Supplied entries:
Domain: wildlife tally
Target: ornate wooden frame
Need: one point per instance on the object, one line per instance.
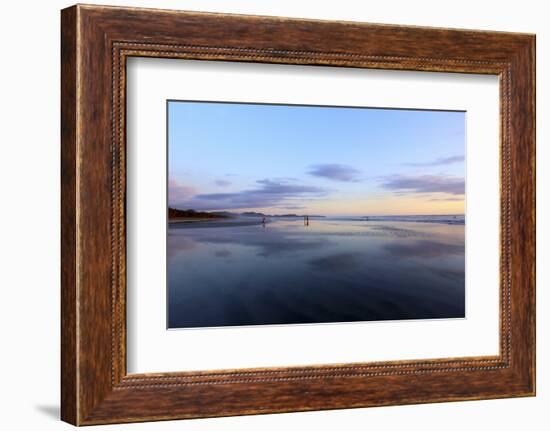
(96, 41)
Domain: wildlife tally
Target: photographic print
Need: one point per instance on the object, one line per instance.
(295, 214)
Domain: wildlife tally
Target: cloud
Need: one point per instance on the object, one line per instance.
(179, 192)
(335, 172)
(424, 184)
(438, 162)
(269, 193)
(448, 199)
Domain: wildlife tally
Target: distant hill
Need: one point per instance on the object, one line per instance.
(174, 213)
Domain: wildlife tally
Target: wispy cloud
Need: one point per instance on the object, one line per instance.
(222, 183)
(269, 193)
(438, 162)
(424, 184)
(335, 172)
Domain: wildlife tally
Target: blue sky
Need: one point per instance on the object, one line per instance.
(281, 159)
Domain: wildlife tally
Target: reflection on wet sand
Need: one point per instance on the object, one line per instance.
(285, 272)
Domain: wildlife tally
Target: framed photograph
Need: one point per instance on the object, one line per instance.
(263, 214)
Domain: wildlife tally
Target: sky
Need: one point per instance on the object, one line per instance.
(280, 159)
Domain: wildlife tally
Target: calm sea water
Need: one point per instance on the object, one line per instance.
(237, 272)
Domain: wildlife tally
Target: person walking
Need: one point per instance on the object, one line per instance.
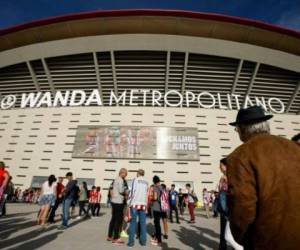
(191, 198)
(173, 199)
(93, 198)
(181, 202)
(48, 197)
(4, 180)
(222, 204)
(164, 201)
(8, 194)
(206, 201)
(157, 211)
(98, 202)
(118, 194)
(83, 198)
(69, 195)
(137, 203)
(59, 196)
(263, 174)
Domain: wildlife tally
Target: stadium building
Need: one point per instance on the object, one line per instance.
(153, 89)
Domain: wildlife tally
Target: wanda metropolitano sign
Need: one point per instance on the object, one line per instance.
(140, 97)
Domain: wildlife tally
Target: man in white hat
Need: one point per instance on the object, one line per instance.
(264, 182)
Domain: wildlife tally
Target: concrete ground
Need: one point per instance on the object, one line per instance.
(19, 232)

What is being asked: Rewrite every line of the items above, requests included, with each point coordinate in the answers multiplied by 0.55 and rounded to the nearest whole number, halves rounding up. Leave out the pictures.

Task answer:
Domain: wildlife tally
Target: ornate wooden frame
Need: one point per instance on the object, one line per instance.
(53, 23)
Domain: wildlife tally
Target: photographic print
Need: one point per instance on the object, one line per instance.
(162, 118)
Domain: wildlife tally
Target: cloud
Need: one point per instance on the object, one line per instance.
(98, 106)
(184, 95)
(233, 101)
(241, 89)
(148, 106)
(246, 109)
Domain: wildlife tally
Target: distant hill
Need: one point per instance on the object, one line per instance.
(96, 117)
Domain: wildlife tally
Target: wispy cloud
Need: one point per instance on the object, one line per instance.
(122, 101)
(148, 106)
(241, 89)
(233, 101)
(184, 95)
Domain: wildlife tally
Target: blue sky
Need: one point per instance on the object, one line per instance.
(155, 87)
Domain: wildlife tally
Target: reflection on wet sand
Need: one point per instance on the object, one line per instance.
(157, 150)
Domain: wildlife tally
Target: framed photograph
Need: one point per instance on the object, one line per instance.
(145, 118)
Domain: wildlife tally
Target: sky
Need: one point per instance on the object, one line per instance.
(154, 87)
Domain: wildlife tally
Target: calm sea water
Need: one point per instance on the object, one line per instance.
(130, 150)
Domain: wildlife tally
Target: person walking
Need: one point per instance on the object, one line per instance.
(105, 109)
(95, 109)
(51, 109)
(100, 111)
(26, 108)
(2, 99)
(122, 112)
(90, 111)
(4, 107)
(113, 111)
(86, 116)
(54, 111)
(65, 107)
(46, 109)
(38, 107)
(75, 112)
(32, 108)
(145, 96)
Domain: wildlife tally
Target: stadium building
Need: one point per instance on the object, one line per instance.
(84, 49)
Domain: wildlife tally
Target: wanda metropolitano sign
Need: one point per instance on the object, one line per instance.
(77, 53)
Domain: wildlife tally
Target: man in white hat
Need: one point per instance on the object, one line per instance.
(145, 100)
Domain: wildlife tally
Target: concrete ground
Need: one point per instance on the object, one line per instance.
(10, 128)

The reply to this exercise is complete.